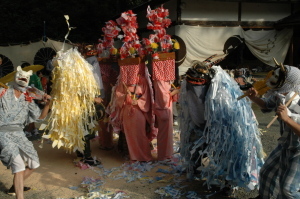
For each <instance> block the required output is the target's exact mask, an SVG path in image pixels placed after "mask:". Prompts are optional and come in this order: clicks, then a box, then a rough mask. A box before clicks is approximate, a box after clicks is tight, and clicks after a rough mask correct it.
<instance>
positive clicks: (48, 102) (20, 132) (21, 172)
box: [0, 66, 51, 199]
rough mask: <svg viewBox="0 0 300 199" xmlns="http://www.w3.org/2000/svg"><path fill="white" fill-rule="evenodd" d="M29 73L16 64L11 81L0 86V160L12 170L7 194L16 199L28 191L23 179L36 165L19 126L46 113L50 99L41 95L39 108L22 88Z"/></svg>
mask: <svg viewBox="0 0 300 199" xmlns="http://www.w3.org/2000/svg"><path fill="white" fill-rule="evenodd" d="M31 74H32V71H29V72H25V71H23V70H22V69H21V67H20V66H18V67H17V71H16V75H15V82H14V84H13V85H12V86H11V87H9V88H8V89H5V88H0V152H1V153H0V160H1V161H2V163H3V165H5V166H7V167H8V168H11V169H12V173H13V174H14V179H13V184H14V185H13V186H12V187H11V189H10V190H9V192H8V193H10V194H11V195H14V194H15V195H16V198H17V199H23V198H24V194H23V192H24V190H28V188H26V187H24V180H25V179H26V178H28V177H29V176H30V174H31V173H32V171H33V169H36V168H37V167H39V165H40V164H39V158H38V155H37V152H36V150H35V149H34V147H33V144H32V142H30V141H29V140H28V139H27V138H26V136H25V133H24V132H23V128H24V127H25V125H26V124H29V123H31V122H38V121H40V120H43V119H44V118H45V117H46V116H47V114H48V111H49V106H50V101H49V99H50V98H51V97H50V96H49V95H46V94H45V96H44V98H43V101H44V102H45V107H44V109H43V110H40V109H39V107H38V105H37V104H36V103H35V102H34V101H33V98H32V97H31V96H30V95H29V93H28V92H27V90H26V87H27V86H28V82H29V78H30V75H31ZM25 164H26V165H25ZM29 189H30V188H29Z"/></svg>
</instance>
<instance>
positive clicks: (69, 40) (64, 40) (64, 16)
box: [62, 15, 76, 50]
mask: <svg viewBox="0 0 300 199" xmlns="http://www.w3.org/2000/svg"><path fill="white" fill-rule="evenodd" d="M64 17H65V18H66V22H67V24H68V33H67V34H66V35H65V40H64V44H63V47H62V50H64V47H65V42H66V40H67V41H69V42H70V43H72V42H71V41H70V40H69V39H68V36H69V34H70V32H71V30H72V29H75V28H76V27H70V24H69V15H64Z"/></svg>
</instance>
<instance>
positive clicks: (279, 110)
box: [276, 104, 289, 122]
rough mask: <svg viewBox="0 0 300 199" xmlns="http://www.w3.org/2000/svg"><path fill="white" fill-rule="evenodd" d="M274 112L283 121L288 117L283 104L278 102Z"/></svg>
mask: <svg viewBox="0 0 300 199" xmlns="http://www.w3.org/2000/svg"><path fill="white" fill-rule="evenodd" d="M276 114H277V115H278V118H280V119H281V120H282V121H284V122H286V121H287V120H288V119H289V116H288V110H287V107H286V106H285V105H282V104H280V105H279V106H278V107H277V111H276Z"/></svg>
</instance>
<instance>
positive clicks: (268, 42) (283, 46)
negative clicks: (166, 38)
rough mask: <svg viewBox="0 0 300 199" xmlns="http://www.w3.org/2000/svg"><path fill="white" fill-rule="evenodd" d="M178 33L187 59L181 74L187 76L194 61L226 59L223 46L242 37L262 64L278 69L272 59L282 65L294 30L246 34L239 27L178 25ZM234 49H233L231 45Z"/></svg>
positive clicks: (255, 55) (243, 31) (244, 32)
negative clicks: (264, 64)
mask: <svg viewBox="0 0 300 199" xmlns="http://www.w3.org/2000/svg"><path fill="white" fill-rule="evenodd" d="M175 34H176V35H178V36H179V37H181V38H182V39H183V40H184V42H185V44H186V49H187V54H186V59H185V61H184V62H183V64H182V65H181V66H180V67H179V74H180V75H182V74H184V73H185V72H186V71H187V69H188V68H189V67H190V63H191V62H192V61H193V60H200V61H204V60H205V59H206V58H208V57H210V56H211V55H213V54H217V55H219V57H222V56H223V57H224V56H225V54H224V51H223V50H224V45H225V43H226V41H227V40H228V39H229V38H231V37H233V36H236V35H238V36H240V37H241V38H243V39H244V41H245V44H246V45H247V47H248V48H249V50H250V51H251V52H252V54H253V55H254V56H256V57H257V58H258V59H259V60H260V61H262V62H263V63H265V64H267V65H270V66H275V63H274V61H273V57H275V58H276V60H277V61H278V62H279V63H283V62H284V59H285V57H286V54H287V51H288V48H289V45H290V41H291V38H292V35H293V30H292V29H283V30H281V31H277V30H261V31H253V30H248V31H244V30H243V29H242V28H241V27H240V26H238V27H200V26H187V25H179V26H176V27H175ZM231 48H234V46H232V47H231Z"/></svg>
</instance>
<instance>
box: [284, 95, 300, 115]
mask: <svg viewBox="0 0 300 199" xmlns="http://www.w3.org/2000/svg"><path fill="white" fill-rule="evenodd" d="M294 94H295V92H294V91H291V92H289V93H288V94H287V95H286V96H285V101H286V102H288V101H289V100H290V99H291V98H292V97H293V96H294ZM299 100H300V96H299V95H296V97H294V99H293V100H292V102H291V103H290V105H289V106H288V108H289V109H290V110H291V111H293V112H295V113H298V114H300V106H299V104H298V102H299Z"/></svg>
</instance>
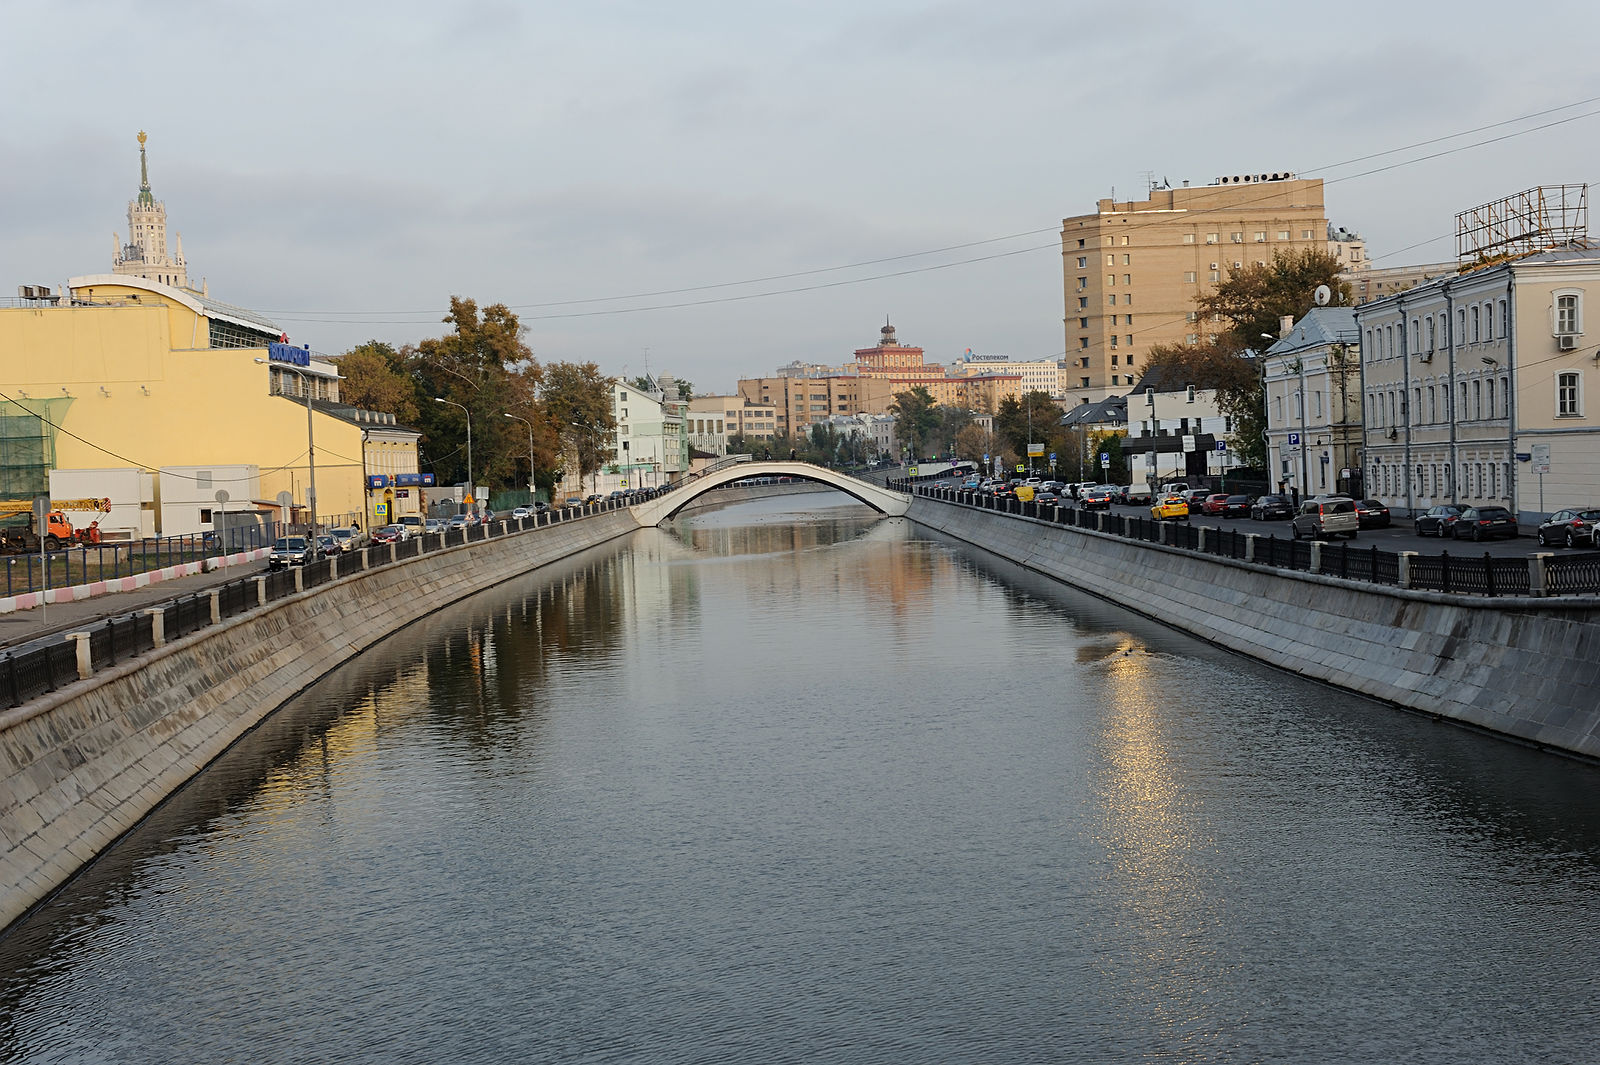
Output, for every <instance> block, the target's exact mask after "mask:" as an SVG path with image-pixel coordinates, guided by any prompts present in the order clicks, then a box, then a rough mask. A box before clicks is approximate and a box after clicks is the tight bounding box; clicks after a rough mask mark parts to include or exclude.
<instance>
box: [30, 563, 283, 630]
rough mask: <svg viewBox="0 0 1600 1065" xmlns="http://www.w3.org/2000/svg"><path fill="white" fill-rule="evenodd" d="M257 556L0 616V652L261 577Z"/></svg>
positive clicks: (31, 608)
mask: <svg viewBox="0 0 1600 1065" xmlns="http://www.w3.org/2000/svg"><path fill="white" fill-rule="evenodd" d="M261 555H262V556H261V558H256V560H251V558H248V553H246V555H229V564H227V566H226V568H219V569H211V571H206V572H197V574H190V576H171V577H165V579H162V580H155V582H152V584H147V585H144V587H142V588H131V590H128V592H106V593H104V595H94V596H88V598H77V600H74V601H70V603H46V604H40V606H34V608H30V609H16V611H11V612H8V614H0V651H11V649H16V648H19V646H22V644H27V643H32V641H35V640H42V638H45V636H58V635H59V633H66V632H77V630H80V628H83V627H85V625H93V624H94V622H99V620H104V619H106V617H120V616H123V614H131V612H134V611H139V609H144V608H147V606H155V604H157V603H166V601H168V600H176V598H181V596H184V595H194V593H195V592H203V590H205V588H210V587H213V585H218V584H226V582H229V580H237V579H238V577H253V576H261V574H264V572H267V563H266V552H261ZM234 560H238V561H234ZM16 598H24V596H16ZM29 598H32V596H29Z"/></svg>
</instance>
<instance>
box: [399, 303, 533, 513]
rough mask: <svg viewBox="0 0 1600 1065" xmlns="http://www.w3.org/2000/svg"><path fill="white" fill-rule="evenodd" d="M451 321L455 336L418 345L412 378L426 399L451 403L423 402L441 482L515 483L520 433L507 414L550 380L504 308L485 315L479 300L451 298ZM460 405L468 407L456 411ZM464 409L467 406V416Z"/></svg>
mask: <svg viewBox="0 0 1600 1065" xmlns="http://www.w3.org/2000/svg"><path fill="white" fill-rule="evenodd" d="M443 321H445V323H446V325H450V326H453V331H451V333H448V334H445V336H442V337H435V339H427V341H422V342H421V344H418V350H416V355H414V357H413V358H411V376H413V379H414V381H416V382H418V392H419V393H421V395H422V397H432V398H442V400H446V403H430V401H422V403H419V411H418V425H419V427H421V430H422V438H424V440H426V443H427V446H429V453H430V456H432V461H434V465H435V469H437V470H438V472H440V480H443V481H445V483H451V481H466V480H467V478H469V475H470V480H474V481H477V483H480V485H491V486H506V485H510V483H514V480H515V473H517V456H518V454H520V453H523V451H525V449H526V448H523V446H517V443H515V437H517V435H520V430H518V427H517V425H515V424H514V422H510V421H509V419H506V417H502V413H504V411H506V409H507V408H510V406H515V401H517V398H518V397H520V395H522V393H523V392H525V390H526V389H528V387H530V385H531V387H534V389H536V387H538V381H539V377H541V376H542V371H541V369H539V365H538V361H534V358H533V352H531V350H530V349H528V345H526V344H523V339H522V323H520V321H517V315H515V313H512V312H510V309H509V307H506V305H504V304H491V305H488V307H485V309H483V312H482V313H478V305H477V302H475V301H472V299H464V297H459V296H451V297H450V313H448V315H445V318H443ZM456 403H459V405H461V406H459V408H458V406H453V405H456ZM461 408H466V409H464V411H462V409H461ZM467 416H470V425H472V449H470V451H472V462H474V465H475V467H477V469H474V470H467V457H469V456H467V448H466V437H467Z"/></svg>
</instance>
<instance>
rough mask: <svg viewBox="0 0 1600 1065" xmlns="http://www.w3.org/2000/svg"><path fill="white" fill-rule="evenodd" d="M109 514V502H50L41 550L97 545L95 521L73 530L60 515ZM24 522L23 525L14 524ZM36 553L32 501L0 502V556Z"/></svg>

-=-=-=-=-

PROBLEM DETAILS:
In this listing, how many lines contain "approximate"? Give the number without explanation.

REPLY TO THE EXERCISE:
2